== Material shown

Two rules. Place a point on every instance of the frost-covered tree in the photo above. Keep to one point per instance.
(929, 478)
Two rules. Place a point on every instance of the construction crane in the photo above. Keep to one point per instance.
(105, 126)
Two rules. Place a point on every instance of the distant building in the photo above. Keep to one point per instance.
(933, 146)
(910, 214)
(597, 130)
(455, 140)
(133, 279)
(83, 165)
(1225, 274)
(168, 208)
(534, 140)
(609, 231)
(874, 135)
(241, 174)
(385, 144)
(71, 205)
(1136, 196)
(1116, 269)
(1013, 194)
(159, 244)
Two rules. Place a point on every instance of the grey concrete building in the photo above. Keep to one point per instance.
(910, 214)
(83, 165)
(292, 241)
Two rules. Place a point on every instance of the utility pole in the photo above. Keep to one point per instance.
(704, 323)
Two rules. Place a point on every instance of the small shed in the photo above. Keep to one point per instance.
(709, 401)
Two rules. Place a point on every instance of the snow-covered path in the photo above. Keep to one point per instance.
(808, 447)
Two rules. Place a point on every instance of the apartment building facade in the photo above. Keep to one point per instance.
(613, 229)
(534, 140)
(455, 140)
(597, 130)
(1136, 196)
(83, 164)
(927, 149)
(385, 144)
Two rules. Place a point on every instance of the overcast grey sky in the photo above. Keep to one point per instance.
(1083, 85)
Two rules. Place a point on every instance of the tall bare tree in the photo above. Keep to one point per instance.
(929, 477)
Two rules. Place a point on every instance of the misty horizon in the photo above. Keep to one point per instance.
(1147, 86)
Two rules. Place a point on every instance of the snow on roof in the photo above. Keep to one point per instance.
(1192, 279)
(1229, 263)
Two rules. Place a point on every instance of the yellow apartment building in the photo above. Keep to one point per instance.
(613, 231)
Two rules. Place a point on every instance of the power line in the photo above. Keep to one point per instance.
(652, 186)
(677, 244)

====

Problem statement:
Go through the entries and repeat each one exactly.

Result:
Two rules. Place a point on every instance of the frost-covered tree in the photo above. Keep to one point per instance.
(929, 478)
Two rules. Place a point on every instance of the construction crane in the photo above. Keep to one point per instance.
(105, 126)
Two rules. Place a point on every instance of the distant building in the photo above. Keep to one point per instance.
(933, 146)
(910, 214)
(597, 130)
(455, 140)
(133, 279)
(83, 165)
(1225, 274)
(168, 208)
(534, 140)
(609, 231)
(874, 135)
(241, 174)
(385, 144)
(71, 205)
(1136, 196)
(1116, 269)
(1013, 194)
(159, 244)
Two rules. Place a point on every instance of the grey concrete building in the photo above. Keep to one point per instance.
(910, 214)
(83, 165)
(292, 241)
Two rules. Place a point on every instance of the utility pole in the photo above. Keep to one point per instance.
(704, 323)
Two rules. Place a point on every instance of the small shed in the photo above. Keep to one point per instance.
(709, 401)
Two rules. Place a point on every instance of the snow-covered path in the photo above. Keep to one point per instance.
(808, 447)
Two rules. Place a point on every instance of the apartment building facade in the photo above. Keep to one point per instance.
(613, 229)
(534, 140)
(455, 140)
(597, 130)
(1136, 196)
(83, 164)
(927, 149)
(385, 144)
Two rules. Place a point on every instance of the overcast grey sky in the photo above. Keep to one point per instance.
(1083, 85)
Two rules. Place a point on every instance of the tall bare tree in the photo above. Keep to one point per instance.
(929, 477)
Two rules. Place a point on every instance of the misty horizon in the photo above. Keep to one point per instance.
(1147, 86)
Two rules. Place a point on every instance of the snow on roof in the photo above. Keep to one point per instance.
(1192, 279)
(1229, 263)
Two rules. Place a point on every instance of the yellow apartment building in the photo above. Keep to one point per instance.
(613, 231)
Two rules. Place a point on every instance of the power line in the photo above. Keep to one point per instance.
(652, 186)
(677, 244)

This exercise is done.